Point-per-instance localization data:
"""

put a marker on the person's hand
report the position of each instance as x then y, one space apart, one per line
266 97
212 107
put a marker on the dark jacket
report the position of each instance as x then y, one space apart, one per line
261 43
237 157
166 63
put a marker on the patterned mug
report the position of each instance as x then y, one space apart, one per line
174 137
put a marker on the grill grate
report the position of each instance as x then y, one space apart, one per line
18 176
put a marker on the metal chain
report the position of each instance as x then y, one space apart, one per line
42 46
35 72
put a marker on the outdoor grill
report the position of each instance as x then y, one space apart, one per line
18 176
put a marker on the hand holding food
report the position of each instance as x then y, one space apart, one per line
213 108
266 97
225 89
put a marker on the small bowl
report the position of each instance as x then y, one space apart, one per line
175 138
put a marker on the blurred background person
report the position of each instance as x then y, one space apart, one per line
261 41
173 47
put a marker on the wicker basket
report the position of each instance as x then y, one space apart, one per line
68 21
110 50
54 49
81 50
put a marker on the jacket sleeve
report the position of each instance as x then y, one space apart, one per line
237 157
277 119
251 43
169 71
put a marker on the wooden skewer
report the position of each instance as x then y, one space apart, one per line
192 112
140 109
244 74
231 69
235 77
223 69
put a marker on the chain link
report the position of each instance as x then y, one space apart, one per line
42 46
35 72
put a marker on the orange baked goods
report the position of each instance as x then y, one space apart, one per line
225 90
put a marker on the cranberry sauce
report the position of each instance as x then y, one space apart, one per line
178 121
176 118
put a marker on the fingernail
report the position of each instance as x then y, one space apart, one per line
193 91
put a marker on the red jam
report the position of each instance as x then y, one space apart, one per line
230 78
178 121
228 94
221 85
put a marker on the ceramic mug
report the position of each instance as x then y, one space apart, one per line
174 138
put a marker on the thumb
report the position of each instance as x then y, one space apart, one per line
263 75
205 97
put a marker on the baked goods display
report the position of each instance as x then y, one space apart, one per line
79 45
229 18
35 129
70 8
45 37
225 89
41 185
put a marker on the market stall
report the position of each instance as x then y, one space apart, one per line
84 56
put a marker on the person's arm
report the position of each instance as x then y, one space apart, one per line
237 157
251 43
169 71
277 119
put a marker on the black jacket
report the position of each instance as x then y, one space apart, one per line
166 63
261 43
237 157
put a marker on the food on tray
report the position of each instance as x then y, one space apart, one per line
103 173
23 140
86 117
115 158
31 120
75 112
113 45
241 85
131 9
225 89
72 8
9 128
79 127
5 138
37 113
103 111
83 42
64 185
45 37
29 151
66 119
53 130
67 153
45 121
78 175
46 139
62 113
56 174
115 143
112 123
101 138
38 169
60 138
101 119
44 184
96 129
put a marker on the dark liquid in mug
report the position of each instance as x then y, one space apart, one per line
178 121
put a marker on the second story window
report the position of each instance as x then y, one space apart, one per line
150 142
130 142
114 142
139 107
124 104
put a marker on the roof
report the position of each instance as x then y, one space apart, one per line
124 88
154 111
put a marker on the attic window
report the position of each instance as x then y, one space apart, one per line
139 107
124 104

"""
"""

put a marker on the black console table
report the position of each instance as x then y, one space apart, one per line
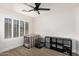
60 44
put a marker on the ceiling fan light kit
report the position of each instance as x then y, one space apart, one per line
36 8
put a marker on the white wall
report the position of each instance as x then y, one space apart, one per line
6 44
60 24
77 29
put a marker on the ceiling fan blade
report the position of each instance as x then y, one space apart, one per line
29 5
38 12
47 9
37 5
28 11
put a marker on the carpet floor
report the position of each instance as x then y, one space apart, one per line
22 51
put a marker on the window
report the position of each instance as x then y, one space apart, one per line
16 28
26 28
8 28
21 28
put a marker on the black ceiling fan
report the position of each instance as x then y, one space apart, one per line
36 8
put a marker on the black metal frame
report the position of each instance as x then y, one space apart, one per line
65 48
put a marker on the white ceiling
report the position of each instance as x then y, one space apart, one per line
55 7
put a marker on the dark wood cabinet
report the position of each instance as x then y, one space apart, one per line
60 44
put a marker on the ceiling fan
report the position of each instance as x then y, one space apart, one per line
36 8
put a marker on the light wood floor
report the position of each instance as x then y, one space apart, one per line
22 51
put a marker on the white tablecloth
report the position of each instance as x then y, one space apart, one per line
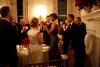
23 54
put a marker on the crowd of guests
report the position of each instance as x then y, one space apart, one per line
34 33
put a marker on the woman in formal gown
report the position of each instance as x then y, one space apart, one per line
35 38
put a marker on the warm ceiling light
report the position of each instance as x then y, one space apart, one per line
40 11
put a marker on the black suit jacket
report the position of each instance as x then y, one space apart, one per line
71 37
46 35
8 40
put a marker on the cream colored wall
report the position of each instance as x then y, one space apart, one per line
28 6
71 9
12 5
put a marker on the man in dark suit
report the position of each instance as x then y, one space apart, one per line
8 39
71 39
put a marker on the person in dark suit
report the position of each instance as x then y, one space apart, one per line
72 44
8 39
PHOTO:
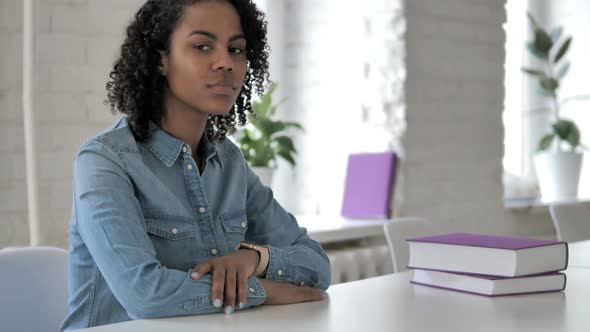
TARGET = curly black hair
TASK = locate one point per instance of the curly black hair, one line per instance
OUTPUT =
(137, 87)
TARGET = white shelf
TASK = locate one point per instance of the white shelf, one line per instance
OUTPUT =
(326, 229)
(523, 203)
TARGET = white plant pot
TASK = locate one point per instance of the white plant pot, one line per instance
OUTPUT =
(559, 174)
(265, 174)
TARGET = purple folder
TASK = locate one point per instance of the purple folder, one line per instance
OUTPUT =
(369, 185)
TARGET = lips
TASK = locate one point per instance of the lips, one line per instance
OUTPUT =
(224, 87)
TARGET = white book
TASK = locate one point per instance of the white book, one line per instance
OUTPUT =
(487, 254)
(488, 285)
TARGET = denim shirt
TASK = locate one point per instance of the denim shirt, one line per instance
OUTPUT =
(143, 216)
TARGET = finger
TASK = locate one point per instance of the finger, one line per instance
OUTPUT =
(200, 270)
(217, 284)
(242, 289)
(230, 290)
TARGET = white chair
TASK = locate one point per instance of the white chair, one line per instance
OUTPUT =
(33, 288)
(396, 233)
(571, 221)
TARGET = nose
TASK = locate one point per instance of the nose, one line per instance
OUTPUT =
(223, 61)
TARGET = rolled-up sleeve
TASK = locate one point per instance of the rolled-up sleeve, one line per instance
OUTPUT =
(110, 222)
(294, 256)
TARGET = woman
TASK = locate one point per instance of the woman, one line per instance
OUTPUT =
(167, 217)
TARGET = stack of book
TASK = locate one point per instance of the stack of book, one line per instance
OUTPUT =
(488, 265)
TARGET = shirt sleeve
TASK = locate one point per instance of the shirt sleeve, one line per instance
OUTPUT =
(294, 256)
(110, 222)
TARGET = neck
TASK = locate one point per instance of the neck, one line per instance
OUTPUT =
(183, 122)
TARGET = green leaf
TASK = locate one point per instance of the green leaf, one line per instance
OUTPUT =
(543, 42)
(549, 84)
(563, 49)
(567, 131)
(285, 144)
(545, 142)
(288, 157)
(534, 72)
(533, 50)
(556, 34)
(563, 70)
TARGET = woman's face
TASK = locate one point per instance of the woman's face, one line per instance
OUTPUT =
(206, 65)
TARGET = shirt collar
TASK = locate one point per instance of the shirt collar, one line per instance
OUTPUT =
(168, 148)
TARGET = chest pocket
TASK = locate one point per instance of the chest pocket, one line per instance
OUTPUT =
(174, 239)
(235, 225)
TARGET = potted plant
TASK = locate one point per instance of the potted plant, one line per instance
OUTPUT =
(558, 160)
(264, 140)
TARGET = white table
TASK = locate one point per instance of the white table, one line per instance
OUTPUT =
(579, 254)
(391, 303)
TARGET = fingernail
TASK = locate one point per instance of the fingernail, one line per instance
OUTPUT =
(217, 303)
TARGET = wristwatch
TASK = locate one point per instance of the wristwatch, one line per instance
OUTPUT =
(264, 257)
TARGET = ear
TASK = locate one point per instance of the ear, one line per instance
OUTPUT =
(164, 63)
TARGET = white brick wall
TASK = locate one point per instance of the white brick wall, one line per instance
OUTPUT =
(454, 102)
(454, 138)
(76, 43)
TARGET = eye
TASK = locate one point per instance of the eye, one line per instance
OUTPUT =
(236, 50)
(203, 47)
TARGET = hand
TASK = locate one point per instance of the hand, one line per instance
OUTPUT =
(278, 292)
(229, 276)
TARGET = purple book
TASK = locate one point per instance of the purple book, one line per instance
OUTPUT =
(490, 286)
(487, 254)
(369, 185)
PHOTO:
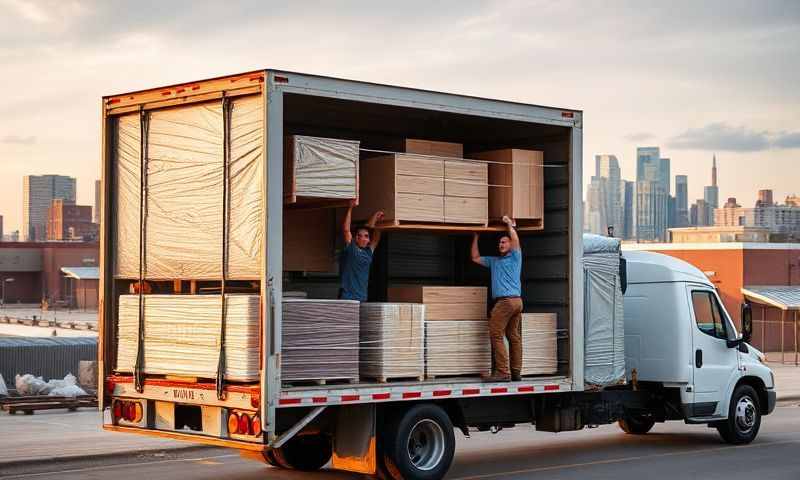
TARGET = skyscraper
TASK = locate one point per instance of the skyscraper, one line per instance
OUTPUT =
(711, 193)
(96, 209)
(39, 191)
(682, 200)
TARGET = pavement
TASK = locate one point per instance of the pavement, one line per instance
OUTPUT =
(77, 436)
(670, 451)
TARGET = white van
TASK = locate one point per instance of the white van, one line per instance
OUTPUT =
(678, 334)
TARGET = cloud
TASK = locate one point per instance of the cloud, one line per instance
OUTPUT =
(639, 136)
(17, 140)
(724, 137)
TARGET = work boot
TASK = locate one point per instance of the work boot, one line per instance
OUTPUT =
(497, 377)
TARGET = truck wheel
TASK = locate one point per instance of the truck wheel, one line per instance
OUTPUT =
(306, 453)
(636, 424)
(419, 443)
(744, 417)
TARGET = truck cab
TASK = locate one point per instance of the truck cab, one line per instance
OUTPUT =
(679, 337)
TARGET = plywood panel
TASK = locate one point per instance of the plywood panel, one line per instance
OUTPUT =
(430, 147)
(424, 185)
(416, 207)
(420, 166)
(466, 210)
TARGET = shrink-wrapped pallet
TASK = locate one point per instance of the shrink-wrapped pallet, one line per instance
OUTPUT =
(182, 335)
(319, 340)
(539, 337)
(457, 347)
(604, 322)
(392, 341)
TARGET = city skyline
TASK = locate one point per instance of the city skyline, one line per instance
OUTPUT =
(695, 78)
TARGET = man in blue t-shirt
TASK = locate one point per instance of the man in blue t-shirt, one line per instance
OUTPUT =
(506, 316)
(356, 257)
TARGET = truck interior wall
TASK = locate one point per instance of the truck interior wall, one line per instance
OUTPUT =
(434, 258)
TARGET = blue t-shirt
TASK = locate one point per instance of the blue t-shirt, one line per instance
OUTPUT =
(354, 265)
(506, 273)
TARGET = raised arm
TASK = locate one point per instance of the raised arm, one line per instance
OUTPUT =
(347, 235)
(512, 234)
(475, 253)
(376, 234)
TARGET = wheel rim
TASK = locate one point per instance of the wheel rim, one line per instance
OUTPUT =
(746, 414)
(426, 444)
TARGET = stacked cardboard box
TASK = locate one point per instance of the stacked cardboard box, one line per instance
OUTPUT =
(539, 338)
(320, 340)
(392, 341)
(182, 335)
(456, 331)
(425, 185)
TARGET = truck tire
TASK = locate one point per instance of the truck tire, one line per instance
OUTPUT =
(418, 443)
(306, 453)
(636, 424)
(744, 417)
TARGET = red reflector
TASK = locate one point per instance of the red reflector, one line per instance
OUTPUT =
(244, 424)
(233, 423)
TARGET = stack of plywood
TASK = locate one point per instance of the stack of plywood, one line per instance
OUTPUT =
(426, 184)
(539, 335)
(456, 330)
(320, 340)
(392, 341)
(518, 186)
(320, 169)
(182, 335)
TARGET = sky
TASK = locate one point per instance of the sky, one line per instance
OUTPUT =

"""
"""

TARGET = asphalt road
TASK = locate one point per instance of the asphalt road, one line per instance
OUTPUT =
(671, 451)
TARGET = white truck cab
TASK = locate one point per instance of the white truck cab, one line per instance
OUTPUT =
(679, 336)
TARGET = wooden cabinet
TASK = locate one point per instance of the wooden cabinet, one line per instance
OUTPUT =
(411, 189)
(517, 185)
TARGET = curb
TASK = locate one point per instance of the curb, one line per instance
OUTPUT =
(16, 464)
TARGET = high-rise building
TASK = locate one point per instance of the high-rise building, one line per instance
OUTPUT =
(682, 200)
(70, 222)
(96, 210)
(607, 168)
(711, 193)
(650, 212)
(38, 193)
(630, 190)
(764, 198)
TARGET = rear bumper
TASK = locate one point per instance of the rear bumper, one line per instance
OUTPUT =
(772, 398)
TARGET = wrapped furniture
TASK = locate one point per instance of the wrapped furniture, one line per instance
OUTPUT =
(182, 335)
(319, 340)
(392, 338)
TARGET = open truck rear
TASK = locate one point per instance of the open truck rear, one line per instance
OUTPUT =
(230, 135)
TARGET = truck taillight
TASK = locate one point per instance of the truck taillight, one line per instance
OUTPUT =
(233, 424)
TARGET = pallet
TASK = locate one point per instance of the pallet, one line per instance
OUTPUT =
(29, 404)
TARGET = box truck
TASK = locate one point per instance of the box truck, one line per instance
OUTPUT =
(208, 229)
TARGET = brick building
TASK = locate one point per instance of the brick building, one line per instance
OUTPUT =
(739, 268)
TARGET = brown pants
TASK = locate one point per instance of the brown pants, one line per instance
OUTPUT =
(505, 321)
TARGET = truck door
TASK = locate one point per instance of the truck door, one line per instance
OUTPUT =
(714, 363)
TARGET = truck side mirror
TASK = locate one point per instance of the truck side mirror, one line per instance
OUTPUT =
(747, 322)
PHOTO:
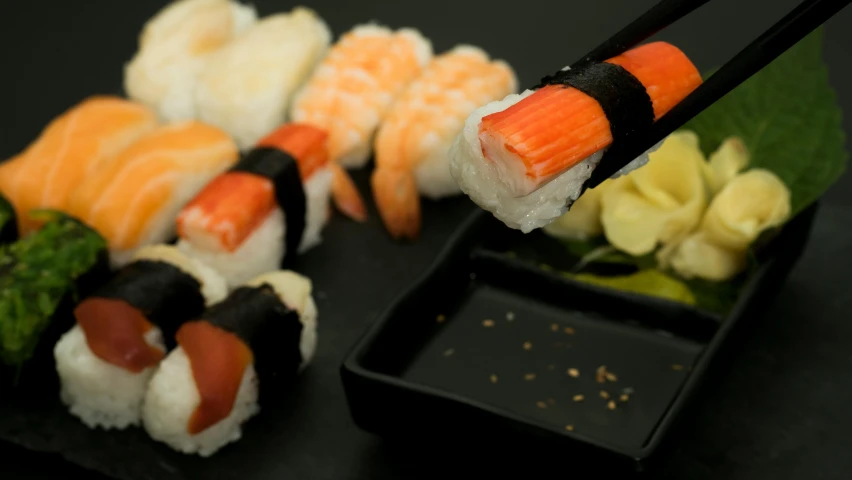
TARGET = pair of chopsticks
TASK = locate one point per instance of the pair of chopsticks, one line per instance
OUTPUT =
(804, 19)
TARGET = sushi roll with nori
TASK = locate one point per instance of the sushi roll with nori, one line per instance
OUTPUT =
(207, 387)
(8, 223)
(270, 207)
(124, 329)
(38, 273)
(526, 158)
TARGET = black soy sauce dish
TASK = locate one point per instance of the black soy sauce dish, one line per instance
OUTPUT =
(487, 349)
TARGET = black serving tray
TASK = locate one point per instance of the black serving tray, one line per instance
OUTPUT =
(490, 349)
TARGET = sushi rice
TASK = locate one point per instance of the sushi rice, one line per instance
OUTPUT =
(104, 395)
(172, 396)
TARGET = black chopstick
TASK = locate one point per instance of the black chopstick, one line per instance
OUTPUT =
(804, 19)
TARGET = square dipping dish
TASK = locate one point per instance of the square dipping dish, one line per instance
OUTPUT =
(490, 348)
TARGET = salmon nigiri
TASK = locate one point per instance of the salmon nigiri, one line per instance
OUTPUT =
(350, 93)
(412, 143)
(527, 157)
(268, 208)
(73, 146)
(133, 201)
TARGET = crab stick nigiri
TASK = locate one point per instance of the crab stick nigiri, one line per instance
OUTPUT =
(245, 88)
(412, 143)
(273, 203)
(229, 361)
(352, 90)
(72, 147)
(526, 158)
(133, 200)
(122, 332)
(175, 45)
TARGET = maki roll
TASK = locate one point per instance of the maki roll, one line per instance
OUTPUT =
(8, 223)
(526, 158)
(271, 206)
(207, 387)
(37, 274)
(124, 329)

"""

(What is needed): Search the data above for the string "denim" and report each line that holds it.

(Finished task):
TARGET = denim shirt
TASK = locate one point per instance of the denim shirt, one line per instance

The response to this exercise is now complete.